*Task objective*
Transcribe the records that follow exactly. Skip the pictures.

====

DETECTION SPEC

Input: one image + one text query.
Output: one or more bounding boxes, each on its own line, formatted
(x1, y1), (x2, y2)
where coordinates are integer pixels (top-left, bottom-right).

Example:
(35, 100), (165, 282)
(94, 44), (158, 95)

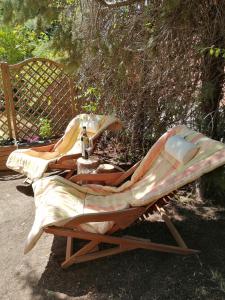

====

*Answer to the exercise*
DETECTION SPEC

Input: one image + one text query.
Output: one or more bounding boxes, each on its own line, formatted
(x1, y1), (x2, y2)
where coordinates are integer pixels (top-left, bottom-right).

Example:
(35, 100), (165, 282)
(94, 44), (158, 95)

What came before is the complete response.